▶ What the task requires
Extract the entire passage on the MHQ study in TMC joint OA, reproducing every word and mark as it stands.

The measurement properties of the original MHQ have been assessed in patients with rheumatoid arthritis ([9, 18-20]), carpal tunnel syndrome ([19, 21, 22]), and distal radius fractures ([19, 23]), as well as in patients with various other hand problems ([10, 12, 21, 24, 25]), with overall good reliability, validity, and responsiveness. Furthermore, the MHQ compares favorably with other hand outcomes instruments (). Although it has already been used in several studies that included patients with TMC joint OA, the measurement properties of the MHQ have not yet been demonstrated in this population ([26, 27]). The aim of the present study was to investigate the reliability, validity, and responsiveness of the MHQ in patients with TMC joint OA.
The MHQ study was part of a prospective observational study on the effects of conservative and surgical treatment for TMC joint OA. The study was carried out in accordance with the ethical principles of the Declaration of Helsinki and approved by the local ethics committee (Kantonale Ethikkommission Zurich, Switzerland).
Patients were eligible for the study if they had radiologic-proven TMC joint OA diagnosed by an experienced hand surgeon and had undergone either conservative or surgical treatment for that condition between September 2011 and November 2012. All eligible patients were asked to participate by their treating hand surgeon, and were consecutively enrolled in the study once they had given written informed consent. Exclusion criteria were as follows: TMC joint OA was not the main problem at the time of consultation, rheumatoid arthritis or other diseases interfering with hand function, concomitant surgery on other finger joints, legal incompetence, poor general condition precluding study participation, previous inclusion in the study for the other hand, and insufficient knowledge of the German language to complete the questionnaires.
Treatment consisted of conservative management (injection, analgesics, or occupational therapy) or surgery (resection/suspension/interposition arthroplasty or arthrodesis) as chosen by the surgeon in discussion with the patient in each case.

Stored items
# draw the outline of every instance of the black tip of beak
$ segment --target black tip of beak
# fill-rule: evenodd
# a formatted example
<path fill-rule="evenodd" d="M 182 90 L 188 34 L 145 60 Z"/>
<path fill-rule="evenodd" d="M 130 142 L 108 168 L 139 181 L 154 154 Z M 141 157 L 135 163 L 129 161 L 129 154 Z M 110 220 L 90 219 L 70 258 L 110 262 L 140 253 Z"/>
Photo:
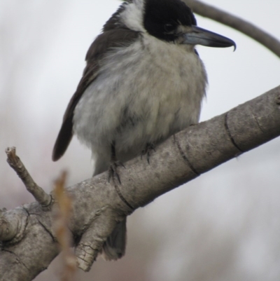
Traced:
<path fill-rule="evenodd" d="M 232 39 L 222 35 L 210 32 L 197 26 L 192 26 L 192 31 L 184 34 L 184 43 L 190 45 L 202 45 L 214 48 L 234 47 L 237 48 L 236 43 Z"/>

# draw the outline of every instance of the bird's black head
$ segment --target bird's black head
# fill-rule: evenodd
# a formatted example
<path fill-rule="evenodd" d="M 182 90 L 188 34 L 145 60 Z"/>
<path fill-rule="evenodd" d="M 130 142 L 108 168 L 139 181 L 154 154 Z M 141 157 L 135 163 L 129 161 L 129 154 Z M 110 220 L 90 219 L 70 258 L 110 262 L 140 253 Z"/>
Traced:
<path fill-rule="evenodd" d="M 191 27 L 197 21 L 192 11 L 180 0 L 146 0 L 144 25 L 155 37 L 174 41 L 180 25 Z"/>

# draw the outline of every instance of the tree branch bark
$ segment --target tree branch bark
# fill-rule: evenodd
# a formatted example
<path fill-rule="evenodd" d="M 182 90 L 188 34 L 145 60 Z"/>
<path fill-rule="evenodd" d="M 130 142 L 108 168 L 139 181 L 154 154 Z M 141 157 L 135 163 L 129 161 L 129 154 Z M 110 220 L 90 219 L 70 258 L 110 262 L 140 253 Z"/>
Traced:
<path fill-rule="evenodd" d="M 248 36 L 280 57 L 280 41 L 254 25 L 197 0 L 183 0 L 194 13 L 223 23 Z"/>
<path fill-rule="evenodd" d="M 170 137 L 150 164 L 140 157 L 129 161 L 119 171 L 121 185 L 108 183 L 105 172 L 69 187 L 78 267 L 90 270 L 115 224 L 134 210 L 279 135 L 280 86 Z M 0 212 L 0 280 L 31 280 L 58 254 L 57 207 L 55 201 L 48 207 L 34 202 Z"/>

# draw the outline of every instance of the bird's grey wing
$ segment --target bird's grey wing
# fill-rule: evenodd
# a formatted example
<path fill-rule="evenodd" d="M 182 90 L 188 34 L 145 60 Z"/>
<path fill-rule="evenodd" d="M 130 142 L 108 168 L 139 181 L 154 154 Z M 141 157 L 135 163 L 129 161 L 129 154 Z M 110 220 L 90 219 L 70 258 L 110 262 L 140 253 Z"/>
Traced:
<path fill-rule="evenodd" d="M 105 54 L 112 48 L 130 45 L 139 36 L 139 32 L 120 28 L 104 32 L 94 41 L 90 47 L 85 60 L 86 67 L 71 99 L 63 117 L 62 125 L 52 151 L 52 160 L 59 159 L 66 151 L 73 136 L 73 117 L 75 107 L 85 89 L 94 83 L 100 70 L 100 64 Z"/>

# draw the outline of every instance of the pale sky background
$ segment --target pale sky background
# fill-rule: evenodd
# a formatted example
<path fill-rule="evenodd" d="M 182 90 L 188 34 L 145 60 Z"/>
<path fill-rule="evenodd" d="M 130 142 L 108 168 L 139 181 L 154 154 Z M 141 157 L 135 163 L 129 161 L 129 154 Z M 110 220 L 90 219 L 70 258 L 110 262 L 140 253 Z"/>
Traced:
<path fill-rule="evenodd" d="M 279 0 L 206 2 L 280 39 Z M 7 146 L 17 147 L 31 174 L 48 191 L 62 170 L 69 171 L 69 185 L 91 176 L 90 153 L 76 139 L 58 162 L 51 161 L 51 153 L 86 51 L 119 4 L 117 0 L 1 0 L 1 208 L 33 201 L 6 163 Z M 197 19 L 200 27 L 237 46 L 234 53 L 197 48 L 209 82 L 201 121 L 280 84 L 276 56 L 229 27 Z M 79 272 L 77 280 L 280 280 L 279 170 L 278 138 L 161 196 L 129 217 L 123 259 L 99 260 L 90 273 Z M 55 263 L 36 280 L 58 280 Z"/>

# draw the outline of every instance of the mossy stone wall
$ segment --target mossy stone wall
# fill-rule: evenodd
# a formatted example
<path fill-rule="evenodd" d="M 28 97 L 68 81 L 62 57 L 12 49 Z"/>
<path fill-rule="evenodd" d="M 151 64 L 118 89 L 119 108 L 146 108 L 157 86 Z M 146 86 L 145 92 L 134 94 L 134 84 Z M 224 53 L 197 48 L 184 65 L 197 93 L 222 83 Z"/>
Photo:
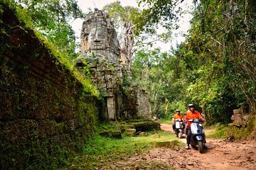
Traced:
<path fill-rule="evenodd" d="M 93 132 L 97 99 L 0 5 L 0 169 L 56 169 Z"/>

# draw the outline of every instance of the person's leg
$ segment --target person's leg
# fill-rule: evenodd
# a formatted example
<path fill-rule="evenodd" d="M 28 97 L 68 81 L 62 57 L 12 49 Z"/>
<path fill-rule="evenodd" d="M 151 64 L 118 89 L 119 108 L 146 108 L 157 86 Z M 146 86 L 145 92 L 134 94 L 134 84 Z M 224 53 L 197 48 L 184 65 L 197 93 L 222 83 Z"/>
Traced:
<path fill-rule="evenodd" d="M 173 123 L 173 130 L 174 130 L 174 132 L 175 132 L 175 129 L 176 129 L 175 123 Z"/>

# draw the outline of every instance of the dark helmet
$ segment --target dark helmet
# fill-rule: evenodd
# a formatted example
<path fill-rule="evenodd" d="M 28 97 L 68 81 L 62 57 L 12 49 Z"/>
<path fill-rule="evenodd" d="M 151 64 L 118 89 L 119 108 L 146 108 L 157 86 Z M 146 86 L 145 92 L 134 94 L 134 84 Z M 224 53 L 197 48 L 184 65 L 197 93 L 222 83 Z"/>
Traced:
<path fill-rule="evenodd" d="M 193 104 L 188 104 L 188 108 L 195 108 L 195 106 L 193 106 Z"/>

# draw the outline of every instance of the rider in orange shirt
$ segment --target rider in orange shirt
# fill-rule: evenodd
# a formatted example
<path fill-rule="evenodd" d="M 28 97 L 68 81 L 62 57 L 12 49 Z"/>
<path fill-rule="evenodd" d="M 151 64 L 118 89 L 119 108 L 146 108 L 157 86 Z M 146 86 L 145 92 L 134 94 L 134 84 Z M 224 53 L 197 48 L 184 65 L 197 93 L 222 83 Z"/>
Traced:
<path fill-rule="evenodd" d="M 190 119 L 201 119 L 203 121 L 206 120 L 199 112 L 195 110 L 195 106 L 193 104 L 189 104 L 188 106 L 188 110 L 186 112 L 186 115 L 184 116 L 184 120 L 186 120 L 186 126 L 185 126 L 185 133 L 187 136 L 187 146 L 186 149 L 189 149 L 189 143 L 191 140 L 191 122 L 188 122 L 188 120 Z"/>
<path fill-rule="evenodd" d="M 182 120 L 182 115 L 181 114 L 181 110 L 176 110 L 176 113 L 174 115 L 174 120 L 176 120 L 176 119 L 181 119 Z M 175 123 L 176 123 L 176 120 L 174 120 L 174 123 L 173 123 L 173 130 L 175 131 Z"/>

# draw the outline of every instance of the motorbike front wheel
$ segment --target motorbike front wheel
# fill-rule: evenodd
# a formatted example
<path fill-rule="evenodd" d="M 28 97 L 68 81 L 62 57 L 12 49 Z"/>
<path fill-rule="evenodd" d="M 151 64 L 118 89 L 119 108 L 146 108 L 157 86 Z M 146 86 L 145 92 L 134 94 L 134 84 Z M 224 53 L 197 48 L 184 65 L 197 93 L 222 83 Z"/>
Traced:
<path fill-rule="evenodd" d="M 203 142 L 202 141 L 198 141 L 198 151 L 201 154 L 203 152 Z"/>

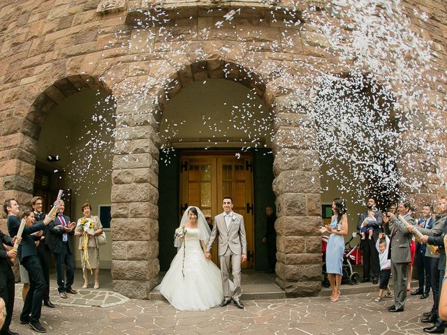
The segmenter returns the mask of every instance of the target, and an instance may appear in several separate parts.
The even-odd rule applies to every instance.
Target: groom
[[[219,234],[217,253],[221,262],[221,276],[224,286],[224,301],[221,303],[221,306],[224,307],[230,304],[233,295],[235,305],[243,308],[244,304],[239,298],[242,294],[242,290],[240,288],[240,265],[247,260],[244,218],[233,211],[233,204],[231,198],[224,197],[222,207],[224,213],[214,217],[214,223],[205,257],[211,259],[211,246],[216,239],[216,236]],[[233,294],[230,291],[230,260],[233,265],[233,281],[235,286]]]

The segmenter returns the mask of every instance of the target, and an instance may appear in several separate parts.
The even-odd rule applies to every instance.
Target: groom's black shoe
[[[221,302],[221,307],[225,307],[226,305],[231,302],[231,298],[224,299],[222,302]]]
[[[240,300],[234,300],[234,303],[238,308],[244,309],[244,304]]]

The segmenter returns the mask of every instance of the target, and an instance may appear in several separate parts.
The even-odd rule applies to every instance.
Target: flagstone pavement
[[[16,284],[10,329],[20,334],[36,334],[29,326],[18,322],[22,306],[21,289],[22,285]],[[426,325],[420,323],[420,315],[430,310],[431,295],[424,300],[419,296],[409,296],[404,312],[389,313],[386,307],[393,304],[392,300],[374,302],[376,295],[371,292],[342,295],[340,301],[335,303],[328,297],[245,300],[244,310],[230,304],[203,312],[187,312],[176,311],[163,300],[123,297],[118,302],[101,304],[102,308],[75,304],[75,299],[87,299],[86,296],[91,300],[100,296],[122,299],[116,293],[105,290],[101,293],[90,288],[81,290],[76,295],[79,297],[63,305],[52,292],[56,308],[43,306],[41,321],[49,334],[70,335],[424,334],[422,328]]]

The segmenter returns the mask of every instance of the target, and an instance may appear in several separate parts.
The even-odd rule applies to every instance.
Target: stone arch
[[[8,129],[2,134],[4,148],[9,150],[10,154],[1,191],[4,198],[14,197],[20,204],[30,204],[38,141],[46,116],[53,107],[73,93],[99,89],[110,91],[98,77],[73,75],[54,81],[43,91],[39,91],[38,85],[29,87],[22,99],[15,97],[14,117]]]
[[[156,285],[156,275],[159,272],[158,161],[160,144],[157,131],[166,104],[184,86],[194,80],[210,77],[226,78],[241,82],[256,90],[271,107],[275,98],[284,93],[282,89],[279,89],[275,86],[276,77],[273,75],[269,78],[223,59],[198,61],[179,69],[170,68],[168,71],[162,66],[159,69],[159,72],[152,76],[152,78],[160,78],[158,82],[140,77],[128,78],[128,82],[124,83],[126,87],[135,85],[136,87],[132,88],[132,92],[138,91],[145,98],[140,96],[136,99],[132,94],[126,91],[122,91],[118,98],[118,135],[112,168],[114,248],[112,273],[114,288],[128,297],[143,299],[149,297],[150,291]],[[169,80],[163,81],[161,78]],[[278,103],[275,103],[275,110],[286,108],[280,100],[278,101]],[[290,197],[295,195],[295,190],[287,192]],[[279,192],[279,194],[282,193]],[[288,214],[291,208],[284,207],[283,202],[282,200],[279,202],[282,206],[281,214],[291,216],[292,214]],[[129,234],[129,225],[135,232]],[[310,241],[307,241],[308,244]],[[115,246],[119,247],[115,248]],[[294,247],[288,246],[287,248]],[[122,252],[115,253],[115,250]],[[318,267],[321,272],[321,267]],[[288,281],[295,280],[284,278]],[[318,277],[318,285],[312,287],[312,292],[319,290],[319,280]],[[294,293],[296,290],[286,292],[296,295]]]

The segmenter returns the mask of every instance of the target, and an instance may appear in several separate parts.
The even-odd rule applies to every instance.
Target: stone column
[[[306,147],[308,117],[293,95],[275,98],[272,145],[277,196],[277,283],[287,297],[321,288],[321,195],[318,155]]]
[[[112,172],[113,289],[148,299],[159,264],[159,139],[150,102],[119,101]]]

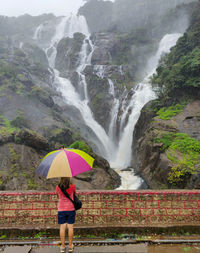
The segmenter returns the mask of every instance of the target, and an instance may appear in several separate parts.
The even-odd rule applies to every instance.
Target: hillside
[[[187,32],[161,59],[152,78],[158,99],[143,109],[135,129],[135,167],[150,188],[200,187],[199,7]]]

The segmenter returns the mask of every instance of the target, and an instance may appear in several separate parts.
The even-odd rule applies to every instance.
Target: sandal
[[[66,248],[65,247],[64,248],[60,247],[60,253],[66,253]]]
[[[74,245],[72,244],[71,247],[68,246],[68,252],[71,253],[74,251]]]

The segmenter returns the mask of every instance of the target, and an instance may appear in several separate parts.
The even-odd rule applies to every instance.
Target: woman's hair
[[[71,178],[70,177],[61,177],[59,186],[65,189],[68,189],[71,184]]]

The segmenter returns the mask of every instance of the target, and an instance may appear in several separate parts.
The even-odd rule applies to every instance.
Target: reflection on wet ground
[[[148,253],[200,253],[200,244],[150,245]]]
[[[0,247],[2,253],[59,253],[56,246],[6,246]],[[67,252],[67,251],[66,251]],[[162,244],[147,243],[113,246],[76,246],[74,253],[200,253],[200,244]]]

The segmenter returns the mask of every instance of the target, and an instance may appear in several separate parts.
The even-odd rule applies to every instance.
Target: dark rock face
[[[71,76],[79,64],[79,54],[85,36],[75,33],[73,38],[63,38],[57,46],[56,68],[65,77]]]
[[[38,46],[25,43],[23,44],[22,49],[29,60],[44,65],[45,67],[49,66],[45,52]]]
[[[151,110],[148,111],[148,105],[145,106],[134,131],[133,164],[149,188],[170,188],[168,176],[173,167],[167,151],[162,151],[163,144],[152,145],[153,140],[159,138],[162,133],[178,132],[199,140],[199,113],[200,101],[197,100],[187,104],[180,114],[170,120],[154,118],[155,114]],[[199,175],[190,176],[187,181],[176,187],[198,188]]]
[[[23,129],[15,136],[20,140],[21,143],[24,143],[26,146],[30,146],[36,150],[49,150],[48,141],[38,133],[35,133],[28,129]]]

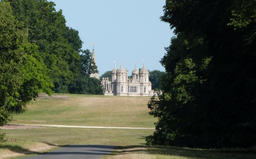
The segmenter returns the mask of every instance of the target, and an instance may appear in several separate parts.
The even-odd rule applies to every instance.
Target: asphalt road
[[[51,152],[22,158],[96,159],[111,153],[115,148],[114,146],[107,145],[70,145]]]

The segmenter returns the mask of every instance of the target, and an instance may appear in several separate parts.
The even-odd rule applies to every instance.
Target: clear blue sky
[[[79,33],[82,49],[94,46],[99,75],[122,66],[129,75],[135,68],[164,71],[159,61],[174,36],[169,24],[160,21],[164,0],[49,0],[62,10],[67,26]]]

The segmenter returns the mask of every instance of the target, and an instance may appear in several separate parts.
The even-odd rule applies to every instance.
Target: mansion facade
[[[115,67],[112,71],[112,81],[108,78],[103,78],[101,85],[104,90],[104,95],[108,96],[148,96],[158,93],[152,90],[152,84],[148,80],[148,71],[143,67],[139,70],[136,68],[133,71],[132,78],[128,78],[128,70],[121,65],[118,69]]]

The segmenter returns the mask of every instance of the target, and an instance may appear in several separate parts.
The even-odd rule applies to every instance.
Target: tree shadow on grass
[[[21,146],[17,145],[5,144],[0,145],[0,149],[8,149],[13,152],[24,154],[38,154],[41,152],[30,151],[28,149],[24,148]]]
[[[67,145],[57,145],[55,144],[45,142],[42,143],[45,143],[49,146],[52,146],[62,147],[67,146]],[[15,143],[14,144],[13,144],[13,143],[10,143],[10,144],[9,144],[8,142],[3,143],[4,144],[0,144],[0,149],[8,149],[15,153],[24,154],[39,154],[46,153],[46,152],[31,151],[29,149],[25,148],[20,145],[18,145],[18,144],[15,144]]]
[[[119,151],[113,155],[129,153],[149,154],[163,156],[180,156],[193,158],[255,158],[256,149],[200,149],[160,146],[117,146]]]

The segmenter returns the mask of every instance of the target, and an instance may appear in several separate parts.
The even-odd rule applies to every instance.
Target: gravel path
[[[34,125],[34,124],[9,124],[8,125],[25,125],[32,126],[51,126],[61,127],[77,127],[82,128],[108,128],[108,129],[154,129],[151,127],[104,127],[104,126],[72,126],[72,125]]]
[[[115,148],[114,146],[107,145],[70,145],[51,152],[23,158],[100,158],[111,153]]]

▶ Answer section
The measurement properties of the original MHQ have been assessed in patients with rheumatoid arthritis ([9, 18-20]), carpal tunnel syndrome ([19, 21, 22]), and distal radius fractures ([19, 23]), as well as in patients with various other hand problems ([10, 12, 21, 24, 25]), with overall good reliability, validity, and responsiveness. Furthermore, the MHQ compares favorably with other hand outcomes instruments (). Although it has already been used in several studies that included patients with TMC joint OA, the measurement properties of the MHQ have not yet been demonstrated in this population ([26, 27]). The aim of the present study was to investigate the reliability, validity, and responsiveness of the MHQ in patients with TMC joint OA.
The MHQ study was part of a prospective observational study on the effects of conservative and surgical treatment for TMC joint OA. The study was carried out in accordance with the ethical principles of the Declaration of Helsinki and approved by the local ethics committee (Kantonale Ethikkommission Zurich, Switzerland).
Patients were eligible for the study if they had radiologic-proven TMC joint OA diagnosed by an experienced hand surgeon and had undergone either conservative or surgical treatment for that condition between September 2011 and November 2012. All eligible patients were asked to participate by their treating hand surgeon, and were consecutively enrolled in the study once they had given written informed consent. Exclusion criteria were as follows: TMC joint OA was not the main problem at the time of consultation, rheumatoid arthritis or other diseases interfering with hand function, concomitant surgery on other finger joints, legal incompetence, poor general condition precluding study participation, previous inclusion in the study for the other hand, and insufficient knowledge of the German language to complete the questionnaires.
Treatment consisted of conservative management (injection, analgesics, or occupational therapy) or surgery (resection/suspension/interposition arthroplasty or arthrodesis) as chosen by the surgeon in discussion with the patient in each case.